练习目标:
重写下面全部条目，把每处“Query”替换成“Target”，其他内容一律不动，答案里不要放图片。

(来源条目)

::::::::::

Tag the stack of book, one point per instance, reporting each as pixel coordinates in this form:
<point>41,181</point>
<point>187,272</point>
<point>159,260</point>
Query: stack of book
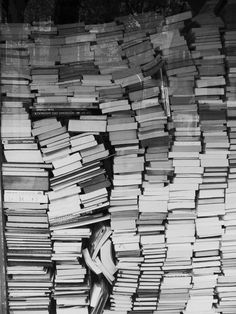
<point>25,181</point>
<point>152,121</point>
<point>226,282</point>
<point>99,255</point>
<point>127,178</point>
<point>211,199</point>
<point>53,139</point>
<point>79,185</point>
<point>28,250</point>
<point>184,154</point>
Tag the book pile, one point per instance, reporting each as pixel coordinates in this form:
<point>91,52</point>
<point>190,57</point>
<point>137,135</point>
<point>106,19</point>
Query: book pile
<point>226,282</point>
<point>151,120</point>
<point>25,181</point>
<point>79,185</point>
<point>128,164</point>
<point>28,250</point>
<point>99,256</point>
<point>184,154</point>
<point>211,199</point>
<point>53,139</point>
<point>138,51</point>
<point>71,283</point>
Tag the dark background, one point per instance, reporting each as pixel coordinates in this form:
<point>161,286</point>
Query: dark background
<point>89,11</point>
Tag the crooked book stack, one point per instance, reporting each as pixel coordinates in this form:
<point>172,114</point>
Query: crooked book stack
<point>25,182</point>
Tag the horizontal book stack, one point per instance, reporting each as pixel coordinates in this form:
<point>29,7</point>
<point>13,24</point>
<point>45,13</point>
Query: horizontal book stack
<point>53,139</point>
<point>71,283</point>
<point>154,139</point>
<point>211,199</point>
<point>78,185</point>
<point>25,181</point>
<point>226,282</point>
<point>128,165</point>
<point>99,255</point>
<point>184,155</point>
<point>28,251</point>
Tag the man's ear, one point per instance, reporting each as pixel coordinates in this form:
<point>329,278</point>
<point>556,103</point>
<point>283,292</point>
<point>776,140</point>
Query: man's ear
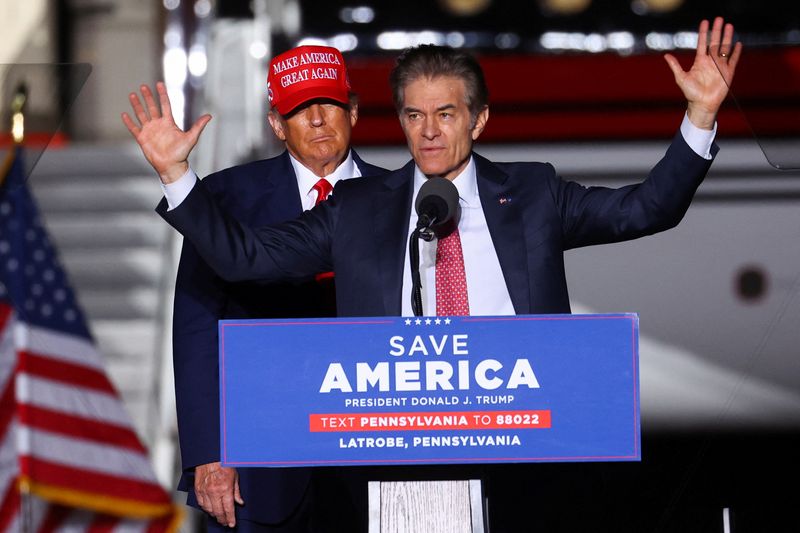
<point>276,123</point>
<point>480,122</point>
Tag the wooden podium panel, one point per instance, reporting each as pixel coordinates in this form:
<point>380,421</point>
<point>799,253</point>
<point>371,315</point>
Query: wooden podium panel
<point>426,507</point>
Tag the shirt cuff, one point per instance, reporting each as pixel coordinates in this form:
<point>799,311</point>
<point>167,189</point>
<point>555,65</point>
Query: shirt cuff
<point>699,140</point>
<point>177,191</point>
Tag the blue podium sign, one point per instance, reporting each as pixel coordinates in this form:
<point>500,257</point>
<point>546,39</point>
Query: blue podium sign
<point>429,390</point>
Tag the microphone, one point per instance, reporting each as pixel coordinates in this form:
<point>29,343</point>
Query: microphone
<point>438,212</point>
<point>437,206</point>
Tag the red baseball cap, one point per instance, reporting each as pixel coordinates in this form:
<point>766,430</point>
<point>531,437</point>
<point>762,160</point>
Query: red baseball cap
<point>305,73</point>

::::::::::

输出:
Tag the stack of book, one point per instance, reporting each as pixel coordinates in this form:
<point>41,181</point>
<point>187,272</point>
<point>159,260</point>
Target: stack of book
<point>25,181</point>
<point>152,121</point>
<point>226,282</point>
<point>99,255</point>
<point>127,178</point>
<point>211,199</point>
<point>53,139</point>
<point>79,185</point>
<point>28,250</point>
<point>184,154</point>
Tag the book pile, one point per instance, reporting each as pixel coordinates in this form:
<point>91,52</point>
<point>190,57</point>
<point>137,135</point>
<point>106,19</point>
Target: book pile
<point>226,282</point>
<point>151,120</point>
<point>25,181</point>
<point>79,185</point>
<point>128,164</point>
<point>28,250</point>
<point>99,256</point>
<point>184,154</point>
<point>211,199</point>
<point>53,139</point>
<point>138,51</point>
<point>71,283</point>
Tag the dark background, one point per instance, reporting each as pixel coordinates in this form:
<point>161,286</point>
Target: dark background
<point>89,11</point>
Tag the crooked book stack, one point per instance, reporting each as pixel coordinates in this form:
<point>172,114</point>
Target: crooked book stack
<point>25,182</point>
Tag the horizontal book stack, one point per instance, reporting each as pixel coordinates in this form:
<point>29,7</point>
<point>13,24</point>
<point>45,13</point>
Target: horizontal book stack
<point>53,139</point>
<point>71,283</point>
<point>154,139</point>
<point>211,199</point>
<point>78,185</point>
<point>25,181</point>
<point>226,282</point>
<point>128,165</point>
<point>99,255</point>
<point>184,155</point>
<point>28,251</point>
Tag the man's ear, one point per instance, reporting each as pixel coordinates in this form:
<point>329,278</point>
<point>556,103</point>
<point>283,292</point>
<point>776,140</point>
Target: man's ear
<point>276,123</point>
<point>480,122</point>
Tag the wooden podium panel, one point per instance, reporting each as pixel coordinates in this form:
<point>380,421</point>
<point>799,253</point>
<point>371,315</point>
Target: wooden podium panel
<point>426,507</point>
Tag the shirt cuff, one point per instance, reporting each as pixel coordinates in this form:
<point>799,311</point>
<point>167,189</point>
<point>555,65</point>
Target: shirt cuff
<point>699,140</point>
<point>177,191</point>
Tag the blue podium sign, one point per instance, reporting each as pixel coordinates in this form:
<point>500,257</point>
<point>546,39</point>
Target: blue podium sign
<point>429,390</point>
Tag the microphone, one point per instance, reporting each as pixel coordinates in this form:
<point>29,343</point>
Target: microphone
<point>438,212</point>
<point>437,206</point>
Tag the red baseball cap, one point per instance, reporting each as pixel coordinates in this form:
<point>766,430</point>
<point>531,437</point>
<point>762,160</point>
Target: red baseball cap
<point>305,73</point>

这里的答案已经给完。